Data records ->

● ● ●

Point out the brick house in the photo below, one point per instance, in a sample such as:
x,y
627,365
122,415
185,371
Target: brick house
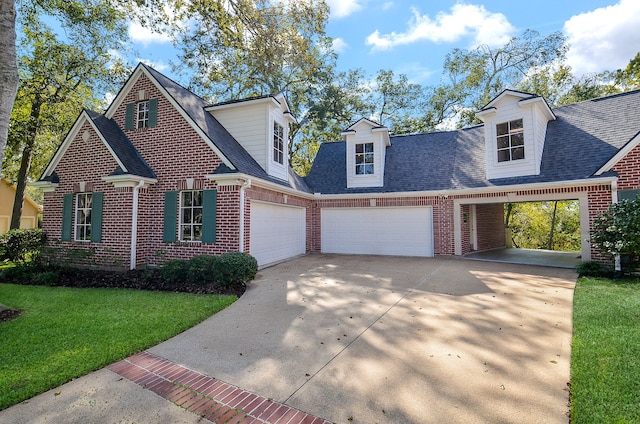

● ● ●

What to do ->
Using the records above, select and copy every line that has the word "house".

Your response ->
Point out the brick house in the photo below, one point per instance, in a sample such as:
Target: brick house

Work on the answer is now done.